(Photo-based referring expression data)
+++

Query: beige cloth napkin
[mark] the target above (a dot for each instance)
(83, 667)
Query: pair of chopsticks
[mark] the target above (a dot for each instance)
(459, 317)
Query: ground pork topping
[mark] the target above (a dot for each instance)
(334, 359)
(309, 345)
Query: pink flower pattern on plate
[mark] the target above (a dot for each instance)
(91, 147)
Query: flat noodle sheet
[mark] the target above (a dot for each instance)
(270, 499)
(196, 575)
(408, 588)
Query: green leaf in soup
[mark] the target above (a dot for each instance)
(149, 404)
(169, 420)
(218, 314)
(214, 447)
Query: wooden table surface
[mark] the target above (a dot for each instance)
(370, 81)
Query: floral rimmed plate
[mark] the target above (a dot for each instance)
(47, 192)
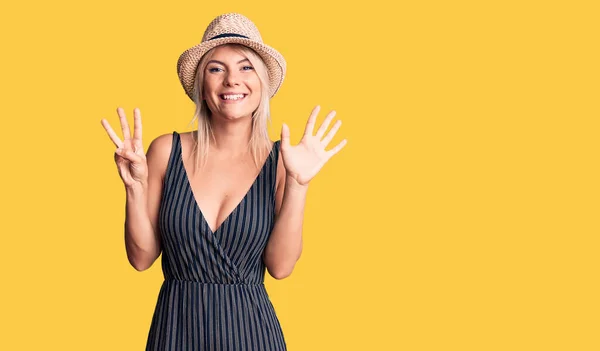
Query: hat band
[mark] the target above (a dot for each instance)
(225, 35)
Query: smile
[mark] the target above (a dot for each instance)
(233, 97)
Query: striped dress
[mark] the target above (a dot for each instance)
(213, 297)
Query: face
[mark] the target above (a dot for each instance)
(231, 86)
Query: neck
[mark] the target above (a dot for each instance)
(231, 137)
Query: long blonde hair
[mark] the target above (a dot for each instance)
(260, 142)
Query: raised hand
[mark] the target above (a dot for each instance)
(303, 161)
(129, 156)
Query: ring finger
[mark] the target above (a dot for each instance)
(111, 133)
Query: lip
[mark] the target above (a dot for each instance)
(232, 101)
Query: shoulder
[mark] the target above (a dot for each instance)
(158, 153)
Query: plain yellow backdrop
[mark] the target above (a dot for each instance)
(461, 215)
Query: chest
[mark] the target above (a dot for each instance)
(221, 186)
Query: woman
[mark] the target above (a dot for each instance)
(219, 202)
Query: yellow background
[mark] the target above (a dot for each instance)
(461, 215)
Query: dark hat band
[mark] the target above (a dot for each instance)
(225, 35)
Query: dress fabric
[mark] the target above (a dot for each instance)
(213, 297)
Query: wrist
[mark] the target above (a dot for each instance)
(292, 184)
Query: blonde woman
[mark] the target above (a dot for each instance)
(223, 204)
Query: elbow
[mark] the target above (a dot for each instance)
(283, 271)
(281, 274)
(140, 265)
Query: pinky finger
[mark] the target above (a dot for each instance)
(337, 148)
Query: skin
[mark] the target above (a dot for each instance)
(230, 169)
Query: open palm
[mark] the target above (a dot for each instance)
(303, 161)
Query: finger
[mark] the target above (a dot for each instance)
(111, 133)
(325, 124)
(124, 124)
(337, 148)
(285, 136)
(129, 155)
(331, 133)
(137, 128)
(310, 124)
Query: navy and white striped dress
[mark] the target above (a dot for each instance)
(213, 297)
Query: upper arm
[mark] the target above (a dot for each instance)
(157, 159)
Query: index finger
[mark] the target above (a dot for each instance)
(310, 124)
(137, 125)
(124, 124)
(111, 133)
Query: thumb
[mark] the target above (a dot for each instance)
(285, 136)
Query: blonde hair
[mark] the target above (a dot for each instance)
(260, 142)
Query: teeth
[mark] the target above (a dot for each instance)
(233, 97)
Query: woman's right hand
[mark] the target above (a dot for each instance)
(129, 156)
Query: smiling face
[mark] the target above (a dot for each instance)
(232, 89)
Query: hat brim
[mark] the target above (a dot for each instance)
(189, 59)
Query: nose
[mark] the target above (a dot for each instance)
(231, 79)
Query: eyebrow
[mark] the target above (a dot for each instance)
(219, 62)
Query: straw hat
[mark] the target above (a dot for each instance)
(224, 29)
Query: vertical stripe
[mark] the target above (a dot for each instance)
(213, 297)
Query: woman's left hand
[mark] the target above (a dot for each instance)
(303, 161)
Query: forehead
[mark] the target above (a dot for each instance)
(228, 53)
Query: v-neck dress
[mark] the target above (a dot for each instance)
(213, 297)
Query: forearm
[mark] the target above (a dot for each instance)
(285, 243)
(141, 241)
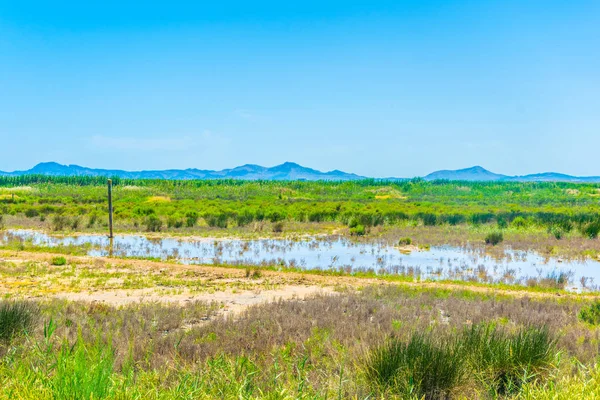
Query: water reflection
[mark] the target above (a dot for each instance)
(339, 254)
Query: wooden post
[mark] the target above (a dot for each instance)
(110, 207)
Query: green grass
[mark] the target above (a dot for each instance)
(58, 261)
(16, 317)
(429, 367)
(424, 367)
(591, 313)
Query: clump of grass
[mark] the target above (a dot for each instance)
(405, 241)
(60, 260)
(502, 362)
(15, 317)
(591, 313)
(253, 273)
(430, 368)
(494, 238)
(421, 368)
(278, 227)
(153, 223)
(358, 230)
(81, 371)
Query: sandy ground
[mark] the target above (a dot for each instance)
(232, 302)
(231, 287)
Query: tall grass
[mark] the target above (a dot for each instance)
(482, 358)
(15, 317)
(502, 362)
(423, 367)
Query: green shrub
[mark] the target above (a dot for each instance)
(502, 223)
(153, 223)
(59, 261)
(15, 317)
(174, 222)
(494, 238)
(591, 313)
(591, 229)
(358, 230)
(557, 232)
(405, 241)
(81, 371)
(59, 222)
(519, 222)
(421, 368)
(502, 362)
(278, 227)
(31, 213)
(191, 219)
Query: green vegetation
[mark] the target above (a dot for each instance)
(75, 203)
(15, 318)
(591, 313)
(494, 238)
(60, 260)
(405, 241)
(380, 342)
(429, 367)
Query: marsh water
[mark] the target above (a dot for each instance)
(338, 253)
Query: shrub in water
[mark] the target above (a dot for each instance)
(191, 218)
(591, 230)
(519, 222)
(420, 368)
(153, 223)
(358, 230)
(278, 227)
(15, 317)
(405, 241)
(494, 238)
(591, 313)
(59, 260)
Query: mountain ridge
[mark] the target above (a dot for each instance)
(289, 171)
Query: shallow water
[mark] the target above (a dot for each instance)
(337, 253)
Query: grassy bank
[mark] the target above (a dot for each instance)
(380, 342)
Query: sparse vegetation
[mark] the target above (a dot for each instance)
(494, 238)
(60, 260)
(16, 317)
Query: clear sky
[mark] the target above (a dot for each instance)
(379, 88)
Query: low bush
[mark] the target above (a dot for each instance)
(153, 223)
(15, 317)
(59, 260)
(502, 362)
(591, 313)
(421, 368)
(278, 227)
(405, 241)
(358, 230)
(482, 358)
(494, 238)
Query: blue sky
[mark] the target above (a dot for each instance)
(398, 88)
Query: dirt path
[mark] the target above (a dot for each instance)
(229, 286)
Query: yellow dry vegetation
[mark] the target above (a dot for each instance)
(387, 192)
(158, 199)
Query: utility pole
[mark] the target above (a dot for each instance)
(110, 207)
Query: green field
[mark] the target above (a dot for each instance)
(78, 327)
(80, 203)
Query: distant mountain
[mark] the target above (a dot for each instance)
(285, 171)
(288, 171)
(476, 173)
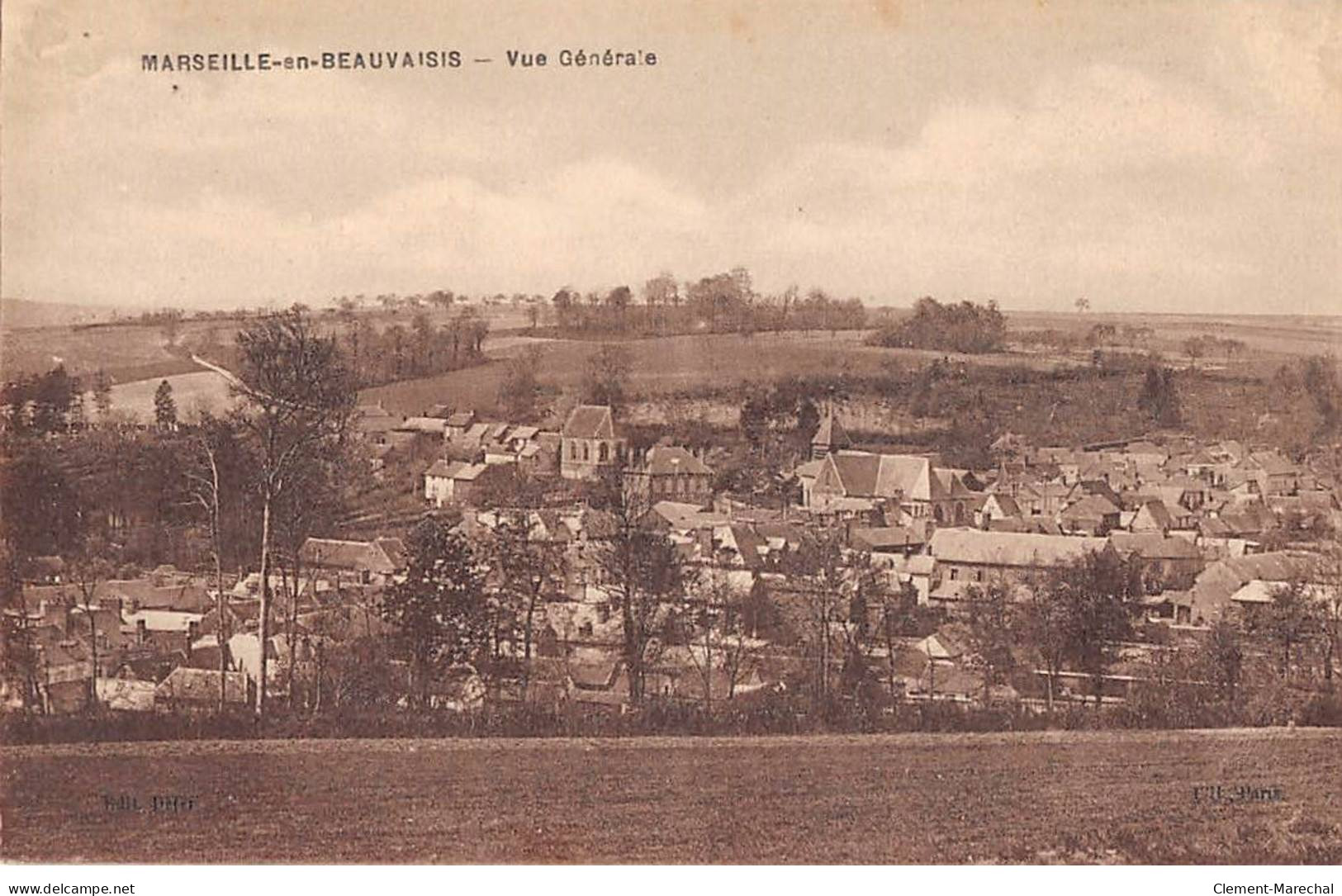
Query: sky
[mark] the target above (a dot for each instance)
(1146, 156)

+++

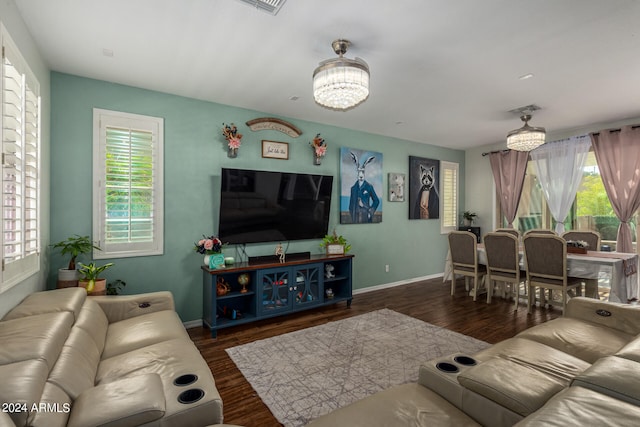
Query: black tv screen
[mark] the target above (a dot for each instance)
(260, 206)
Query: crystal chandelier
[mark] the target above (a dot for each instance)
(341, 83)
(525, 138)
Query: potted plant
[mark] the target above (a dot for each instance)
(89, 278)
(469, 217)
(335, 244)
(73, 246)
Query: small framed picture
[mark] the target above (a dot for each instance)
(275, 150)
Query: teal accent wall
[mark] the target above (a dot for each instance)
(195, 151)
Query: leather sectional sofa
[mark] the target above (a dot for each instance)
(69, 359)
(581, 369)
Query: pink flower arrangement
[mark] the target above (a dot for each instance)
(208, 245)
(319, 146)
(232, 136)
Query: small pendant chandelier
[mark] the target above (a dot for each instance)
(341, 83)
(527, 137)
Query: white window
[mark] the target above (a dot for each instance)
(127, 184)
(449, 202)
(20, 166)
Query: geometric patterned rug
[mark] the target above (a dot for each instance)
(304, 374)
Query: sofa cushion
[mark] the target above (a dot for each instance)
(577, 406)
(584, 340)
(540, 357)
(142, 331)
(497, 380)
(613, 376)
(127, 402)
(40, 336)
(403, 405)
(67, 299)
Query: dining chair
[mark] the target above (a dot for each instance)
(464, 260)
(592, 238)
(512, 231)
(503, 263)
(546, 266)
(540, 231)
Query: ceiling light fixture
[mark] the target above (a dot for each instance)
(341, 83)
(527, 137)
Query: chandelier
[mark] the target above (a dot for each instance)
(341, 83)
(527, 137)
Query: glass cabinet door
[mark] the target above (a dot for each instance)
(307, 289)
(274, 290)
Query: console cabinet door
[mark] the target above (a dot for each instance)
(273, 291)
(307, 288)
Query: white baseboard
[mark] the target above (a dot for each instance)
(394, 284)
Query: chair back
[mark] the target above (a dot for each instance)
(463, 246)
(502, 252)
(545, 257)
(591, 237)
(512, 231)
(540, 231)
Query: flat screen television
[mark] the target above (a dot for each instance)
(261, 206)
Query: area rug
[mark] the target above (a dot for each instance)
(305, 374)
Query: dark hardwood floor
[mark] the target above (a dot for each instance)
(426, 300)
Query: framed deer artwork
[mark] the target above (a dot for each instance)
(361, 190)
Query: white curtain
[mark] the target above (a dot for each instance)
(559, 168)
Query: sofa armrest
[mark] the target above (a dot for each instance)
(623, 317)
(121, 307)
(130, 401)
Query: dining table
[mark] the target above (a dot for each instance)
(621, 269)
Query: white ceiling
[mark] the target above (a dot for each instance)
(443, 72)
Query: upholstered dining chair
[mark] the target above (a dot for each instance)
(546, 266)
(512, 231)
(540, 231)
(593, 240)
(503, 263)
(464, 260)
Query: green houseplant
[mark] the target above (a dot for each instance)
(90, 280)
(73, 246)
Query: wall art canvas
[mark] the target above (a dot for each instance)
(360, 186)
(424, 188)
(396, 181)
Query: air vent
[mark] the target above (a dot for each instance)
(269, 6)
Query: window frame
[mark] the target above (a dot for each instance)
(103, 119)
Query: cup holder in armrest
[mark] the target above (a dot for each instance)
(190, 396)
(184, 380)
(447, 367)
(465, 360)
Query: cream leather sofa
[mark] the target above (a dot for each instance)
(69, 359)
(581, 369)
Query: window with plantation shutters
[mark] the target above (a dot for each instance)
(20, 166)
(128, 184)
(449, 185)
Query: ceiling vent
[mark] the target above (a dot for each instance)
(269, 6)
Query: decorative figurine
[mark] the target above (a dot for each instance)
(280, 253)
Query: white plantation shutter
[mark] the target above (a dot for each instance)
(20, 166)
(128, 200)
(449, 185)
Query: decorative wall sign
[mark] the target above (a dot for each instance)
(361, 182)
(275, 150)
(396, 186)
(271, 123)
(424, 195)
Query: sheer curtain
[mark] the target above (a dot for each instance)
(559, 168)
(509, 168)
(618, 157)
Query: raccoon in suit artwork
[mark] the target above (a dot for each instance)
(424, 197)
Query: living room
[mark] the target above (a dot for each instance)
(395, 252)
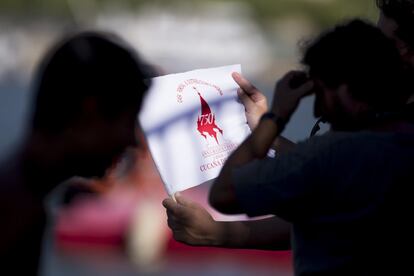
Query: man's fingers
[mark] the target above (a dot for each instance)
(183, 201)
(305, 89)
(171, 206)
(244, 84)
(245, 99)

+++

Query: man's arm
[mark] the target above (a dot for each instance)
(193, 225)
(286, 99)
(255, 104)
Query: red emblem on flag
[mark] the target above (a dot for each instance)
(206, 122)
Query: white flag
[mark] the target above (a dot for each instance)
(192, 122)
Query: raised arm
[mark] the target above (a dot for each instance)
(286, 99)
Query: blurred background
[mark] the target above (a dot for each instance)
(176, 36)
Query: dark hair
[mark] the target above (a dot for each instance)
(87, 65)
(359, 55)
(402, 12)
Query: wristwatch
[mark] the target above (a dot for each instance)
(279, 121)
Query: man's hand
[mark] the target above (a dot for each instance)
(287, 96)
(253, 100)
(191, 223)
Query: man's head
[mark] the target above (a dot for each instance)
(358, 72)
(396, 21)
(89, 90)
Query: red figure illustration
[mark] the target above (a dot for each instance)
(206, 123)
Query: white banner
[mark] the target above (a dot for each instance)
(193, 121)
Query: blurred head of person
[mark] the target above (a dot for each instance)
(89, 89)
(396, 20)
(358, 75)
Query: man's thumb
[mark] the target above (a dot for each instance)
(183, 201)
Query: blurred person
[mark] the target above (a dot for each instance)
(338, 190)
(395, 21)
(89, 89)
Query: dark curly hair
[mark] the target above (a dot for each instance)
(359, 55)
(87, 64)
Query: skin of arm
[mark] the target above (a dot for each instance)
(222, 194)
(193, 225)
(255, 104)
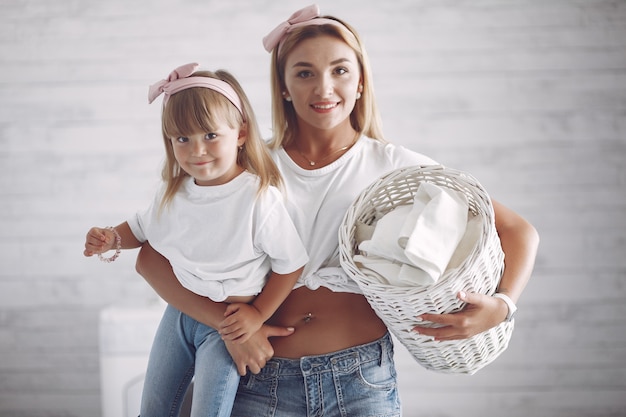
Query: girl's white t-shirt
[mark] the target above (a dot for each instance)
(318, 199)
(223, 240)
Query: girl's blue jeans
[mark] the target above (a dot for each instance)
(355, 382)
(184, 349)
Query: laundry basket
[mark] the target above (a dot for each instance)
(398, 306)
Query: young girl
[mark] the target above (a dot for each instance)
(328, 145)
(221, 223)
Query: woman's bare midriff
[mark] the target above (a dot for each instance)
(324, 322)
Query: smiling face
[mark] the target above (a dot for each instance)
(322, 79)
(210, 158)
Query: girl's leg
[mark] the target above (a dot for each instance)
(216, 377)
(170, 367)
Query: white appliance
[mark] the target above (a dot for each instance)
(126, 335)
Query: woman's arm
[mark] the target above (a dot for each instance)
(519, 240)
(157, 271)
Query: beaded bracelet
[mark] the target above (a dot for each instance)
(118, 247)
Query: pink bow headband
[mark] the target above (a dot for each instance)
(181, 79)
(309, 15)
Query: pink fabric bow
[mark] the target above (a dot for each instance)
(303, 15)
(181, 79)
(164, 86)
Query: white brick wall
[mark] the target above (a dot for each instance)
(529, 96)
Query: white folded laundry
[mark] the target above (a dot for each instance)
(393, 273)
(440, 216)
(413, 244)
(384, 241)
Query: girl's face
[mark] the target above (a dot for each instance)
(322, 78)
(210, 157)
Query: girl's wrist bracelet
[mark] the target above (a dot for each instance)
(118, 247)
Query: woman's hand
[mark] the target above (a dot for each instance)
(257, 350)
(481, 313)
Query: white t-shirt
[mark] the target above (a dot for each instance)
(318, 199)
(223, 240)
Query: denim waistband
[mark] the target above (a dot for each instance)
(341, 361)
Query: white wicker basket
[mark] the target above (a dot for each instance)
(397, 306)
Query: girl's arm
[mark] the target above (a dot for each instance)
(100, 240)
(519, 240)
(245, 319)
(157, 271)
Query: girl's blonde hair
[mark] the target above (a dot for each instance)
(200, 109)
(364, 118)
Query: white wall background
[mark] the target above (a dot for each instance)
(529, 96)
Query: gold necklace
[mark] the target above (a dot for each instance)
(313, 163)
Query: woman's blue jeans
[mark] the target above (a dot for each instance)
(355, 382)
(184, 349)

+++

Work to be completed >> In how many lines of the data does the string "yellow" appear? Only the number should be given.

Expected answer >> 3